[What needs to be done]
Below are some records. Print all of them exactly as they appear.

[Recorded information]
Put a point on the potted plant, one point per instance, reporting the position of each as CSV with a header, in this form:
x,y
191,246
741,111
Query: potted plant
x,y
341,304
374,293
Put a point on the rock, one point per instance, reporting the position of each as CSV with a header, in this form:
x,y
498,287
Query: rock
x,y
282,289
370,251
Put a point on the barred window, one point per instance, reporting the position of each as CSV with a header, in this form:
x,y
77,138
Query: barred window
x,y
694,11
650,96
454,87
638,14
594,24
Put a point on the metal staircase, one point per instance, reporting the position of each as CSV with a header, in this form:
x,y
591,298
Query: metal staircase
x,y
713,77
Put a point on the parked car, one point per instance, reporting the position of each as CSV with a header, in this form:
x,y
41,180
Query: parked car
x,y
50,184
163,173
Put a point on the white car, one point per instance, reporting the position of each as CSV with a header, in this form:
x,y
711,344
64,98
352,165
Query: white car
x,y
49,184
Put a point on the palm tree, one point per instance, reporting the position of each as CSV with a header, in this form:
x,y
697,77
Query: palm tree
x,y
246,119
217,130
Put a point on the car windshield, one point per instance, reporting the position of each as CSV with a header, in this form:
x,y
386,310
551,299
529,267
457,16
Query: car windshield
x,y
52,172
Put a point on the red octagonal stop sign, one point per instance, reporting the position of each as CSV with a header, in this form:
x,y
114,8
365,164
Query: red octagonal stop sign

[Answer for the task]
Put a point on the potted plant, one point per instance, reporting the position of each as CSV with a header, in this form:
x,y
191,246
741,111
Query: potted plant
x,y
341,304
374,293
Put a point on the rock, one point per instance, reporting the position of each as CSV with a header, in this form:
x,y
498,287
Query: rock
x,y
282,289
370,251
Put a point on the barred window, one point per instance, reporting the position of each as CSV with a header, in this form:
x,y
77,138
Query: barred window
x,y
694,11
650,96
454,87
638,14
594,24
Put a point on the metal staircase, one point per instance, reporting the position of each as CSV with a header, in this form:
x,y
591,298
Query: metal staircase
x,y
713,77
Put a point on the parked car, one point per instance, reporting the position of each as CSV with a header, in this form:
x,y
41,180
Query: parked car
x,y
50,184
163,173
Put a point on the white car, one point per instance, reporting the position of each as CSV with a header, in this form:
x,y
711,344
64,98
352,165
Query: white car
x,y
49,184
Put a point on the palm tree, one point per instance, reporting the position of each as CSV with a header, in this form:
x,y
697,77
Query: palm tree
x,y
246,119
217,130
Put a point on the car windshield, one point per instance, reporting the position of each as CSV with a header, in this form:
x,y
386,310
551,299
529,267
457,16
Query: car windshield
x,y
52,172
Put a point on the red octagonal stop sign, one point per instance, reporting the position of each as CSV with a header, in this form:
x,y
114,8
365,164
Query: red octagonal stop sign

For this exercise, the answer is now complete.